Short task —
Answer these questions from the discussion about the Caffeine topbar button below:
1. What does touching the caffeine icon on a touchscreen end up acting as?
2. What does the first writer recommend considering for enabling and disabling Caffeine?
3. What percentage of Caffeine users does the reply think have non-touch displays?

Caffeine currently works as a single click button in the topbar, which works fine for indirect manipulation (i.e. mouse, trackpad) usecases but introduces the following problems when in direct manipulation (i.e. touchscreen) environments:

  • Touching the caffeine icon ends up acting as two clicks - it seems near-impossible to toggle on a touchscreen.

  • When doing a three-finger touchscreen gesture to get into the activities overview, depending on origin caffeine can accidentally get triggered.

With this in mind, I'd recommend considering a standard topbar modal to perform enable/disable. While it's two clicks instead of one, it may prevent the above two issues.

This is a bad idea for those users who don't have a touchscreen display. Currently, we have a very straightforward mechanism to enable/disable Caffine. It doesn't look ugly giant which covers/bloats the taskbar.

I think 80% of Caffeine users have non-touch displays. So I don't think it is a good idea to provide a full-fledged menu to all those users who have been using Caffeine all these years.

Given entries —
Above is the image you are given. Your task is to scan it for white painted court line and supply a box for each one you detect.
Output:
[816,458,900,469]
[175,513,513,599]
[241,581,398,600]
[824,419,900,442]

* * *

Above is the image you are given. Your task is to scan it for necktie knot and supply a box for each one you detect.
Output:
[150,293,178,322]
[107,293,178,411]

Full response —
1. Two clicks.
2. A standard topbar modal.
3. 80%.